--- Exercise brief ---
Answer these questions from the article below on old-growth logging near Port Alberni:
(a) Who took the photo of the Douglas-fir stumps?
(b) In what year did the BC government deregulate the land?
(c) What position does Jane Morden hold?

--- Selected excerpt ---
Island Timberlands logs old-growth forests near Port Alberni

Three old-growth Douglas-fir stumps stand in a row freshly cut by Island Timberlands on McLaughlin Ridge near Port Alberni. Photo by TJ Watt.

Conservationists expressed alarm over a logging company's logging of rare old-growth Douglas Fir trees near Port Alberni. Island Timberlands had reportedly logged a hundred-metre wide section of old-growth trees in the previously intact part of McLaughlin Ridge's forest. 

The Port Alberni Watershed-Forest Alliance and Ancient Forest Alliance have urged the BC government -- which deregulated the land in 2004 -- to work toward conservation of McLaughlin Ridge and other endangered old-growth forests jeopardized by Island Timberlands.

“This magnificent old growth forest is being reduced to stumps, logs and huge amounts of waste that will most likely end up in massive burn piles," said Port Alberni Watershed Forest Alliance coordinator Jane Morden.

--- Entries shown ---
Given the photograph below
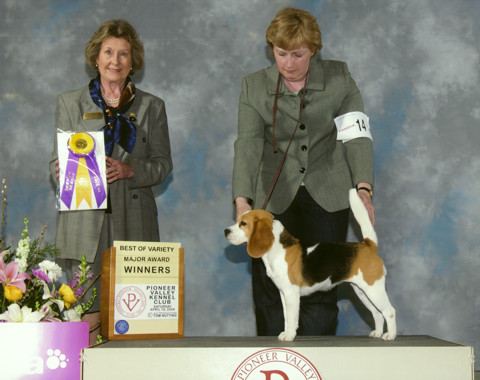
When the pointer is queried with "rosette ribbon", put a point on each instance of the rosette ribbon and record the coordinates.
(82, 173)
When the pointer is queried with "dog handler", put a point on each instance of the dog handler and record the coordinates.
(303, 142)
(137, 148)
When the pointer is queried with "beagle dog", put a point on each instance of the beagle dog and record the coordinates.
(299, 271)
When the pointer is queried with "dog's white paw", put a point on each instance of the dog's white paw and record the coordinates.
(287, 336)
(389, 336)
(375, 334)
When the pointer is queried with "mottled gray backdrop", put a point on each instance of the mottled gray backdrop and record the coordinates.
(417, 65)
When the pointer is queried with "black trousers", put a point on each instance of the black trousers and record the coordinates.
(308, 222)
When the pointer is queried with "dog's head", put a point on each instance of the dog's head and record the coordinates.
(254, 228)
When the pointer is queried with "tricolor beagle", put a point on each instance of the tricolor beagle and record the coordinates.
(299, 271)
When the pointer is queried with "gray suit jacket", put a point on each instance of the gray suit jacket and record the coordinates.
(327, 167)
(134, 210)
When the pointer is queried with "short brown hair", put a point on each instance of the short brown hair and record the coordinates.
(118, 29)
(294, 28)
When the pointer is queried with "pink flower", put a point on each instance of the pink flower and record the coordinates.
(10, 277)
(38, 273)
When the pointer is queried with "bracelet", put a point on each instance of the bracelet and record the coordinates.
(366, 189)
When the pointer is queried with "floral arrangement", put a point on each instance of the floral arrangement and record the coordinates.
(29, 278)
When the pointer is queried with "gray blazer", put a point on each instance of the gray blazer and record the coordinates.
(327, 167)
(134, 210)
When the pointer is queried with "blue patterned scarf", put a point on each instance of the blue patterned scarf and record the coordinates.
(119, 128)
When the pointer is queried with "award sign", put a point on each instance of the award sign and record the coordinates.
(142, 291)
(81, 162)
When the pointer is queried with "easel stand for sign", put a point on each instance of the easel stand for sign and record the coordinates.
(142, 291)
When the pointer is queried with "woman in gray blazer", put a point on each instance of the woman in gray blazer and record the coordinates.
(288, 111)
(137, 147)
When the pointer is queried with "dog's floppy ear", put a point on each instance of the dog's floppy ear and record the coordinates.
(261, 238)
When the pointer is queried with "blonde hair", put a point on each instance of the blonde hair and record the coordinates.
(118, 29)
(293, 28)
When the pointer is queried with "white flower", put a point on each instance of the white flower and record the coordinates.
(51, 269)
(21, 255)
(47, 295)
(15, 314)
(72, 315)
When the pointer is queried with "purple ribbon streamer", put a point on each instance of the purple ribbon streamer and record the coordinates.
(71, 175)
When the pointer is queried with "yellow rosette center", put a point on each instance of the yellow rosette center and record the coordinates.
(81, 143)
(12, 293)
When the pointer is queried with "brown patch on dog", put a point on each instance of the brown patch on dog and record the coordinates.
(293, 257)
(260, 235)
(368, 261)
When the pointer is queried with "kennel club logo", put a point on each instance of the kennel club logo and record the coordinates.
(130, 302)
(276, 364)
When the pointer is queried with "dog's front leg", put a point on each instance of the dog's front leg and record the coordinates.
(291, 310)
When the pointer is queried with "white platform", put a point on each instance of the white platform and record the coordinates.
(334, 358)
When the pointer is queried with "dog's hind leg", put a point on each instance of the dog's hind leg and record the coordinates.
(377, 316)
(291, 310)
(377, 295)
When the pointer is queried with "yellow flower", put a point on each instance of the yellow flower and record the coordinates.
(12, 293)
(67, 294)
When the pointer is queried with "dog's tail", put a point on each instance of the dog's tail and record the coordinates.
(361, 216)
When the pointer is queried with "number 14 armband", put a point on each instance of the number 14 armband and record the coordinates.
(352, 125)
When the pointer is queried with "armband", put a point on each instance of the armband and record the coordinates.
(352, 125)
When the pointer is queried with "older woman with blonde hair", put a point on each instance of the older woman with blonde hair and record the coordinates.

--- The result ---
(a) TJ Watt
(b) 2004
(c) Coordinator of the Port Alberni Watershed Forest Alliance